> Information supplied
────────────────────────────────────────

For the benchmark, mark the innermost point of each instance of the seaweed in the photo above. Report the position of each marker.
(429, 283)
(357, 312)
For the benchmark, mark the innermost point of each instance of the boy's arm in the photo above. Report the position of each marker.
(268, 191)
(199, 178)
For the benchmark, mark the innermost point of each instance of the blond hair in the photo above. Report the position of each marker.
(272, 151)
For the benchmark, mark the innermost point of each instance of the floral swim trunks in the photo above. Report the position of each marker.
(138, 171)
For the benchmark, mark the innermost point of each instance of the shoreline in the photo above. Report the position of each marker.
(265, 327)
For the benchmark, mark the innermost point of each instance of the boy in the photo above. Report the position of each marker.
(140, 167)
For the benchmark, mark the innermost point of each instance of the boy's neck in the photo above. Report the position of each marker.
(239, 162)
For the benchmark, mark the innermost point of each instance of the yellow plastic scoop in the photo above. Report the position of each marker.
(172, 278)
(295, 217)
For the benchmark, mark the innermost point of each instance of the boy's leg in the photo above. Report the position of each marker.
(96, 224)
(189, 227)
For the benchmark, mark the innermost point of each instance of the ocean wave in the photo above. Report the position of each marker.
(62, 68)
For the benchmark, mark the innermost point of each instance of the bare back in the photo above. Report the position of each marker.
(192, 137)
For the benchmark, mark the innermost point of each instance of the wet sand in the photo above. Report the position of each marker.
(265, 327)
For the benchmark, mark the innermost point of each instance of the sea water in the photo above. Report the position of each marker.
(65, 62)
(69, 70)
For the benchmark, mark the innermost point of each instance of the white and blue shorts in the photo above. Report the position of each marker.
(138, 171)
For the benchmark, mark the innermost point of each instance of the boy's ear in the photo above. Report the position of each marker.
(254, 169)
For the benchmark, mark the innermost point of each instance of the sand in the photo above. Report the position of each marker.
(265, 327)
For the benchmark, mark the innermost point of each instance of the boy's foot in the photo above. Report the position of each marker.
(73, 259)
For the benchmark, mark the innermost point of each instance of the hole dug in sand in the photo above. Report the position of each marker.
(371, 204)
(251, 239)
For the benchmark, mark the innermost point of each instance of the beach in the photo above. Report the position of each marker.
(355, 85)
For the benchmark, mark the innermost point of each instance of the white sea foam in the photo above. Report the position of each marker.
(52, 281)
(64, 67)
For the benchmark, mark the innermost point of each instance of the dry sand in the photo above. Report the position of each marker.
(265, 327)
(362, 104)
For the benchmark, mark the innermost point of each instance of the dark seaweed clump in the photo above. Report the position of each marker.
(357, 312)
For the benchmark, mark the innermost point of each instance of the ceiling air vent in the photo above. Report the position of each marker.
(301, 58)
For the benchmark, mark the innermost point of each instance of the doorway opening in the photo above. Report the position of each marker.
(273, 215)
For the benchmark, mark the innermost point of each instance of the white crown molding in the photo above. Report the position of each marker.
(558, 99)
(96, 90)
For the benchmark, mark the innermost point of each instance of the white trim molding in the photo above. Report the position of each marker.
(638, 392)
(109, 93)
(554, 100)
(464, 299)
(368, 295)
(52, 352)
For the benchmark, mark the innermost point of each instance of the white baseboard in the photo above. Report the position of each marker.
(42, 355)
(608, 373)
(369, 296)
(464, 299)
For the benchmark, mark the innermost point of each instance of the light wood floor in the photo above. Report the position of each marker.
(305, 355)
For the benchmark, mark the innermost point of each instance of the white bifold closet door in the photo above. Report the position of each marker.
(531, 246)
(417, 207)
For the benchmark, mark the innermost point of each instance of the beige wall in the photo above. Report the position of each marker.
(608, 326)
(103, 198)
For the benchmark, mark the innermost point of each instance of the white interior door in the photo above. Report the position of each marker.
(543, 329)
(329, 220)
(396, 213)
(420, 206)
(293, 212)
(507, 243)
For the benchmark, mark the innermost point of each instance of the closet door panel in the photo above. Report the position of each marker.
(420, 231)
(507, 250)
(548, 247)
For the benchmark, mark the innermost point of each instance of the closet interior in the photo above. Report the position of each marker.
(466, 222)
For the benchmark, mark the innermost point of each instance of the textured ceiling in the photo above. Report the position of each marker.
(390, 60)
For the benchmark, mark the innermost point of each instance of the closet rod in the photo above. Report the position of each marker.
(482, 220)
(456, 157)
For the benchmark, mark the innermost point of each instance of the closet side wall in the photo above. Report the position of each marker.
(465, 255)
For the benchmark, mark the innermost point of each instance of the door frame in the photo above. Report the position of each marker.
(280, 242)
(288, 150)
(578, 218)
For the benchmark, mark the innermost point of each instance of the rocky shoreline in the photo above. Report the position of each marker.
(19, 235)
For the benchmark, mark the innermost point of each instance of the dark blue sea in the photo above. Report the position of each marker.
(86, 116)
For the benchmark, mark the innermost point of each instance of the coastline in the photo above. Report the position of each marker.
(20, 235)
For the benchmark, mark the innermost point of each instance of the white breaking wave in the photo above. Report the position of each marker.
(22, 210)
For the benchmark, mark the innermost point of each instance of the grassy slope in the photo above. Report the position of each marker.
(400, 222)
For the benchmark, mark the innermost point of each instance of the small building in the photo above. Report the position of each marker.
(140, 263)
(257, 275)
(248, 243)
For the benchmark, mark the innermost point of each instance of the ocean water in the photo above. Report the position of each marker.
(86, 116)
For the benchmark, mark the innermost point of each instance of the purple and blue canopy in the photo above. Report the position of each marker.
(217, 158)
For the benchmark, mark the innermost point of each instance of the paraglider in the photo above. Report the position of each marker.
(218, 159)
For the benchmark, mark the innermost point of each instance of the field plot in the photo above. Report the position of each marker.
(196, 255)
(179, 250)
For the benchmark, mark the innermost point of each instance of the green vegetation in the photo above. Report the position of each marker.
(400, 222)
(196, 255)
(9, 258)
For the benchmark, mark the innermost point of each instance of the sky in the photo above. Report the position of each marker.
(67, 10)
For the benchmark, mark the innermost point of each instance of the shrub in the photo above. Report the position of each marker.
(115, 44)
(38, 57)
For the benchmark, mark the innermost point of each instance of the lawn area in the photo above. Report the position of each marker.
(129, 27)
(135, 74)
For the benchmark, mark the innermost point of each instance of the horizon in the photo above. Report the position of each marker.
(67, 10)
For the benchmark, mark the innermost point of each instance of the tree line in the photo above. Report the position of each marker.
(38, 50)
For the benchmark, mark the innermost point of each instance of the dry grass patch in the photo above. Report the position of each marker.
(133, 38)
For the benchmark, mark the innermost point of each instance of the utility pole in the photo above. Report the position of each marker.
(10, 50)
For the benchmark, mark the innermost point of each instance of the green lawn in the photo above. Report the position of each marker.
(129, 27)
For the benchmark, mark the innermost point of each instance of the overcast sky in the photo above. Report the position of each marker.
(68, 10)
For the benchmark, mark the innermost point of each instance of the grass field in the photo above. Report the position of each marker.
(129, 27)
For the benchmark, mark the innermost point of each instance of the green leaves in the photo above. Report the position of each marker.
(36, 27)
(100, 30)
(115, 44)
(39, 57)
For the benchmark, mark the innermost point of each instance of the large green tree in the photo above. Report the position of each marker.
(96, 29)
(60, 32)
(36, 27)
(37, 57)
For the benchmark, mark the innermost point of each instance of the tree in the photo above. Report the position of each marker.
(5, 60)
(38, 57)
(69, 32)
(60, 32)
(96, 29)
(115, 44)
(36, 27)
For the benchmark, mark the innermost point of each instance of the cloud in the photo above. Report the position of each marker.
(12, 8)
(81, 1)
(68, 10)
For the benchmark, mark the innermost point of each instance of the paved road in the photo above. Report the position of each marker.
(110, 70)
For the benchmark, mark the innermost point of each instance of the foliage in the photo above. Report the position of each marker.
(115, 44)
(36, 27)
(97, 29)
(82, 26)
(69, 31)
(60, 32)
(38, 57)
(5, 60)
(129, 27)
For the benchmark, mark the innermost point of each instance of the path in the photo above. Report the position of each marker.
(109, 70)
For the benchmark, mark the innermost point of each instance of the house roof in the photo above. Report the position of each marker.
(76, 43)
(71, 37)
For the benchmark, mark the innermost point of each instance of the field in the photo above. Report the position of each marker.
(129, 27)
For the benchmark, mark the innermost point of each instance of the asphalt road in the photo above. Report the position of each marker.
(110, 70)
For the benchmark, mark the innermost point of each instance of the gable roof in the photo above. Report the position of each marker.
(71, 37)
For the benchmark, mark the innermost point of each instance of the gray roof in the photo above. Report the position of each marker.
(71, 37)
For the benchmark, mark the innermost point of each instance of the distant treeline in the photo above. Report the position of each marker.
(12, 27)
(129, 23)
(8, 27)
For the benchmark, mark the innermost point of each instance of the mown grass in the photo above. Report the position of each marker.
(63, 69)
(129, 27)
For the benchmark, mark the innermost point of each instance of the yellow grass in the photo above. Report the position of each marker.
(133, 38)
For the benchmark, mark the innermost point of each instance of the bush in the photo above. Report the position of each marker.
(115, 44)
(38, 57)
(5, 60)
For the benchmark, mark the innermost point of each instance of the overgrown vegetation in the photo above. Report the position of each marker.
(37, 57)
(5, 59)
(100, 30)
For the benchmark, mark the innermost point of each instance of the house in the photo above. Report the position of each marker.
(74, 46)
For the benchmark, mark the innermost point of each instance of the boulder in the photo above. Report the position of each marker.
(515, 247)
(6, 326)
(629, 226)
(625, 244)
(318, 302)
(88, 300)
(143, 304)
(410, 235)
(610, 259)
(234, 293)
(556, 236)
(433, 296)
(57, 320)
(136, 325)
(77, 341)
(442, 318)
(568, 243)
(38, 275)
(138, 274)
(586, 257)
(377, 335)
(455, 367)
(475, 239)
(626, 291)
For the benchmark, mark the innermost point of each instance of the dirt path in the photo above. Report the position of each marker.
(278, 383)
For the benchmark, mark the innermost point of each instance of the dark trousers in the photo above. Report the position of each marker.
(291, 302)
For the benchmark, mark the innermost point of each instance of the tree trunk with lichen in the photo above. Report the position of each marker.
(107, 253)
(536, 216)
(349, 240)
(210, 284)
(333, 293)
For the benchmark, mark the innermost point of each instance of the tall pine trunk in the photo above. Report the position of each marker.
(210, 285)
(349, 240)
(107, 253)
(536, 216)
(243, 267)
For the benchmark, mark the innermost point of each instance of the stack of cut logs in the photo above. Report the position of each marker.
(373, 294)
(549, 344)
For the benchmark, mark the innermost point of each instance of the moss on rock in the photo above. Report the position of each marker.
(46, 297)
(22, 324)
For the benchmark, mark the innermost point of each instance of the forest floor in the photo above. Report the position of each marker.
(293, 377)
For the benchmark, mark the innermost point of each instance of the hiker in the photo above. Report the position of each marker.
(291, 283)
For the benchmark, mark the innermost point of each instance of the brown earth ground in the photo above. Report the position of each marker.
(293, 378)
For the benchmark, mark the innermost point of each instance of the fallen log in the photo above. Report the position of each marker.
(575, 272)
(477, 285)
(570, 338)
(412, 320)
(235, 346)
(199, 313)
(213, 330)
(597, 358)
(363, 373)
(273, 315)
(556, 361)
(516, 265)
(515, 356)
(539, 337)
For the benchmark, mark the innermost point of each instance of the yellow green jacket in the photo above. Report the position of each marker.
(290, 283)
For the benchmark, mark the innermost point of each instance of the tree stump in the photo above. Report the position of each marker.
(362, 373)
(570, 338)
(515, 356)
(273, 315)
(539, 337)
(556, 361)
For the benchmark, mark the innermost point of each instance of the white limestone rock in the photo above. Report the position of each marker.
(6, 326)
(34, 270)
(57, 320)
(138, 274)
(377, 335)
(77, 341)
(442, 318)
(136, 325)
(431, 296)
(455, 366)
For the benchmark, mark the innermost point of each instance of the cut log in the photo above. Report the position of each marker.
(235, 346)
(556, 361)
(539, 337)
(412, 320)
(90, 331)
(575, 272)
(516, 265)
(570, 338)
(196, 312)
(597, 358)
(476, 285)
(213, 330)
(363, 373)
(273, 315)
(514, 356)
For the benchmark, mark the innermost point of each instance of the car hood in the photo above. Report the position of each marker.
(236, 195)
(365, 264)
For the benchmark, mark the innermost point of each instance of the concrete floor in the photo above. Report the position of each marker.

────────────────────────────────────────

> Prompt
Return the lines above, from the one containing "the cut log" to the end, exactly as they stand.

> Result
For the benchmark, mark the innermost point of each instance of the cut log in the photo above. Report the position of each marker.
(235, 346)
(556, 361)
(539, 337)
(412, 320)
(90, 331)
(575, 272)
(516, 265)
(570, 338)
(196, 312)
(597, 358)
(476, 285)
(213, 330)
(363, 373)
(273, 315)
(514, 356)
For the benchmark, mark the innermost point of each instance of the car hood in the photo above. Report the position of each marker.
(236, 195)
(365, 264)
For the benchmark, mark the innermost point of each instance of the concrete floor in the photo above. Report the position of each marker.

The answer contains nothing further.